WORK REQUIRED
Copy out the lines below word for word, starting at the line that contains "the grass, the" and ending with the last line, with both of those lines included.

SUPPLIED ENTRIES
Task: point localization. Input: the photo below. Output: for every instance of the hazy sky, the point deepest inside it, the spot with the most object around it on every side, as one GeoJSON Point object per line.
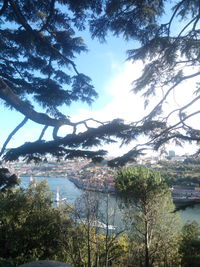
{"type": "Point", "coordinates": [112, 76]}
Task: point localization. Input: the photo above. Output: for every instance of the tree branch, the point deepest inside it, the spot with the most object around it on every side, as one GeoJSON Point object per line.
{"type": "Point", "coordinates": [11, 135]}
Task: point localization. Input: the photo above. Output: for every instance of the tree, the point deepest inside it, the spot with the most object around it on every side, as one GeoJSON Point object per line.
{"type": "Point", "coordinates": [37, 62]}
{"type": "Point", "coordinates": [190, 244]}
{"type": "Point", "coordinates": [30, 227]}
{"type": "Point", "coordinates": [150, 209]}
{"type": "Point", "coordinates": [168, 43]}
{"type": "Point", "coordinates": [7, 180]}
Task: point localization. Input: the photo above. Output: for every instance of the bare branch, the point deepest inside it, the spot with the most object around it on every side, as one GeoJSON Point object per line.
{"type": "Point", "coordinates": [42, 133]}
{"type": "Point", "coordinates": [12, 134]}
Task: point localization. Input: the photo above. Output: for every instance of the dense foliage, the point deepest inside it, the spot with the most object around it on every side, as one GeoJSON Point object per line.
{"type": "Point", "coordinates": [39, 44]}
{"type": "Point", "coordinates": [154, 227]}
{"type": "Point", "coordinates": [168, 43]}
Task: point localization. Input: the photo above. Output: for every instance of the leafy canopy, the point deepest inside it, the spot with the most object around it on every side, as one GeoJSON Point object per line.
{"type": "Point", "coordinates": [38, 48]}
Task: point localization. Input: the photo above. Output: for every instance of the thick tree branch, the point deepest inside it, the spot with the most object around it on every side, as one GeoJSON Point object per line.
{"type": "Point", "coordinates": [12, 134]}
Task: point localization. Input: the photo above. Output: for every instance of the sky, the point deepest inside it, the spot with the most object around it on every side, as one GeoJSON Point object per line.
{"type": "Point", "coordinates": [112, 76]}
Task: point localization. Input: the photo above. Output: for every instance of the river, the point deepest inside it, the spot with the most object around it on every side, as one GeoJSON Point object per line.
{"type": "Point", "coordinates": [69, 191]}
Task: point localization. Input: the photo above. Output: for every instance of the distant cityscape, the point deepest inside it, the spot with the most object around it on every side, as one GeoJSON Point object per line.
{"type": "Point", "coordinates": [99, 177]}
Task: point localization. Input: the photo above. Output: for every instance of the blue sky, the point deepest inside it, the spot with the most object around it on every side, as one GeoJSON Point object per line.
{"type": "Point", "coordinates": [112, 76]}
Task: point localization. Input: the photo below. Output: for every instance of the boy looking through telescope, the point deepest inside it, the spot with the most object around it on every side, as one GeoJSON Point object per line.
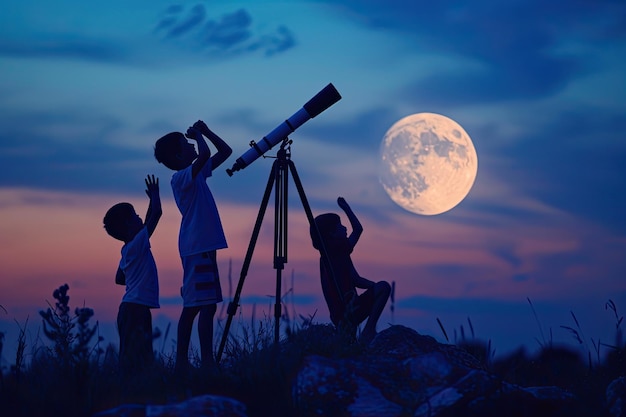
{"type": "Point", "coordinates": [201, 233]}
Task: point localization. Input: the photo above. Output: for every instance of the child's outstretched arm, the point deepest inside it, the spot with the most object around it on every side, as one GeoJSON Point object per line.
{"type": "Point", "coordinates": [154, 207]}
{"type": "Point", "coordinates": [223, 150]}
{"type": "Point", "coordinates": [357, 229]}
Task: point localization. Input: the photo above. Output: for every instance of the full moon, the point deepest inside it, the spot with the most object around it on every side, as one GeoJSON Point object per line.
{"type": "Point", "coordinates": [428, 163]}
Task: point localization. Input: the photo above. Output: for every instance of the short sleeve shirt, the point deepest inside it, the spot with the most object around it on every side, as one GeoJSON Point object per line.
{"type": "Point", "coordinates": [201, 228]}
{"type": "Point", "coordinates": [137, 263]}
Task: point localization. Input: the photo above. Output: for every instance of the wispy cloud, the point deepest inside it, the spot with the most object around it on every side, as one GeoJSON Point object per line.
{"type": "Point", "coordinates": [228, 35]}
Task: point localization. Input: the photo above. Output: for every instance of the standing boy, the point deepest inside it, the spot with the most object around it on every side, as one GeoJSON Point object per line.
{"type": "Point", "coordinates": [347, 308]}
{"type": "Point", "coordinates": [137, 270]}
{"type": "Point", "coordinates": [201, 233]}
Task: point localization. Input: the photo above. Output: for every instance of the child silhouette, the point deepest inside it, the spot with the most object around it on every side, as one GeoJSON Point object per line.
{"type": "Point", "coordinates": [347, 308]}
{"type": "Point", "coordinates": [201, 233]}
{"type": "Point", "coordinates": [137, 271]}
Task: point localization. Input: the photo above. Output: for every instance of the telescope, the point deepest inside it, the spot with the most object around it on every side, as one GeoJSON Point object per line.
{"type": "Point", "coordinates": [320, 102]}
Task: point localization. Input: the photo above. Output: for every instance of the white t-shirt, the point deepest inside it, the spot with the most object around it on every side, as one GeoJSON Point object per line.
{"type": "Point", "coordinates": [142, 282]}
{"type": "Point", "coordinates": [201, 228]}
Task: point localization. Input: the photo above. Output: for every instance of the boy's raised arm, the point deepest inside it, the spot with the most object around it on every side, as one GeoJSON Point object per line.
{"type": "Point", "coordinates": [154, 207]}
{"type": "Point", "coordinates": [223, 149]}
{"type": "Point", "coordinates": [204, 153]}
{"type": "Point", "coordinates": [357, 228]}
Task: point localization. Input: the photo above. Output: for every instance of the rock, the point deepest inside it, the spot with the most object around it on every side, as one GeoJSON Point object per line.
{"type": "Point", "coordinates": [403, 373]}
{"type": "Point", "coordinates": [202, 406]}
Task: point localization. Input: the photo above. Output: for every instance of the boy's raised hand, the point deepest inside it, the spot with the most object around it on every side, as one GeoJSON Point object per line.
{"type": "Point", "coordinates": [154, 208]}
{"type": "Point", "coordinates": [193, 133]}
{"type": "Point", "coordinates": [343, 204]}
{"type": "Point", "coordinates": [201, 126]}
{"type": "Point", "coordinates": [152, 186]}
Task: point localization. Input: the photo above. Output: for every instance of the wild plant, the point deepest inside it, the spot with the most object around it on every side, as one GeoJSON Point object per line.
{"type": "Point", "coordinates": [70, 335]}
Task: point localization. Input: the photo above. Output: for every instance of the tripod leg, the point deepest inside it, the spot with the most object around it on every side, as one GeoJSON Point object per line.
{"type": "Point", "coordinates": [232, 306]}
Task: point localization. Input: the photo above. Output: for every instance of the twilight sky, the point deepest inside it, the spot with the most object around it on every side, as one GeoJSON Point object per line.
{"type": "Point", "coordinates": [87, 88]}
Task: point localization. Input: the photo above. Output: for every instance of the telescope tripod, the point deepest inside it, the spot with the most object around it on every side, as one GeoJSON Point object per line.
{"type": "Point", "coordinates": [279, 179]}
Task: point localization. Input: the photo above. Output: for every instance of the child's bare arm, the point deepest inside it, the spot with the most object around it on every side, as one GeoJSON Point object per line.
{"type": "Point", "coordinates": [357, 228]}
{"type": "Point", "coordinates": [204, 153]}
{"type": "Point", "coordinates": [223, 149]}
{"type": "Point", "coordinates": [154, 207]}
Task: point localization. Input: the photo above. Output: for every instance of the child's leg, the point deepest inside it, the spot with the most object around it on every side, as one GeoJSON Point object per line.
{"type": "Point", "coordinates": [382, 289]}
{"type": "Point", "coordinates": [185, 325]}
{"type": "Point", "coordinates": [205, 333]}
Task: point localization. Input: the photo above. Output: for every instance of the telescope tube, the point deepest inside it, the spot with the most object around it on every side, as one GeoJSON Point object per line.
{"type": "Point", "coordinates": [320, 102]}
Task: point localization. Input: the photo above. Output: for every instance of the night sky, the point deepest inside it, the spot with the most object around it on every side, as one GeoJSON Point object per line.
{"type": "Point", "coordinates": [87, 88]}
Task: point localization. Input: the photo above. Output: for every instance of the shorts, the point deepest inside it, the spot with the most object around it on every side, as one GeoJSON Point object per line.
{"type": "Point", "coordinates": [201, 281]}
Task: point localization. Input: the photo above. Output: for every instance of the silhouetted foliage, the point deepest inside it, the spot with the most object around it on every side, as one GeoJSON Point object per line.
{"type": "Point", "coordinates": [75, 377]}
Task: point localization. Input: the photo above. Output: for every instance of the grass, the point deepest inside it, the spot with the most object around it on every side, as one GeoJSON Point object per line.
{"type": "Point", "coordinates": [75, 372]}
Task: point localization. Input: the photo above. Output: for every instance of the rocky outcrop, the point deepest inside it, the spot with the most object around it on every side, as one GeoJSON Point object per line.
{"type": "Point", "coordinates": [403, 373]}
{"type": "Point", "coordinates": [201, 406]}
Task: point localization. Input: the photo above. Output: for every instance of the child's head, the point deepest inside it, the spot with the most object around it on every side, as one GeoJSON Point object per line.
{"type": "Point", "coordinates": [327, 225]}
{"type": "Point", "coordinates": [174, 151]}
{"type": "Point", "coordinates": [122, 222]}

CORRECT RESULT
Task: point localization. Input: the photo above. Output: for every instance of the grass, the point deepest inside it, the spot with the most object around it on every side, as one GeoJSON Point object per line.
{"type": "Point", "coordinates": [75, 372]}
Task: point localization. Input: the photo above. Output: for every instance of the rocky outcrop, the point deepest inside it, the spot with the most object around it on every side, as one GeoJSON Point object per line.
{"type": "Point", "coordinates": [403, 373]}
{"type": "Point", "coordinates": [201, 406]}
Task: point localization. Input: the photo above. Output: for every instance of the child's head, the point deepest inside it, the spot with the most object around it on every side, as one GeoJSON Point object per line.
{"type": "Point", "coordinates": [327, 225]}
{"type": "Point", "coordinates": [174, 151]}
{"type": "Point", "coordinates": [122, 222]}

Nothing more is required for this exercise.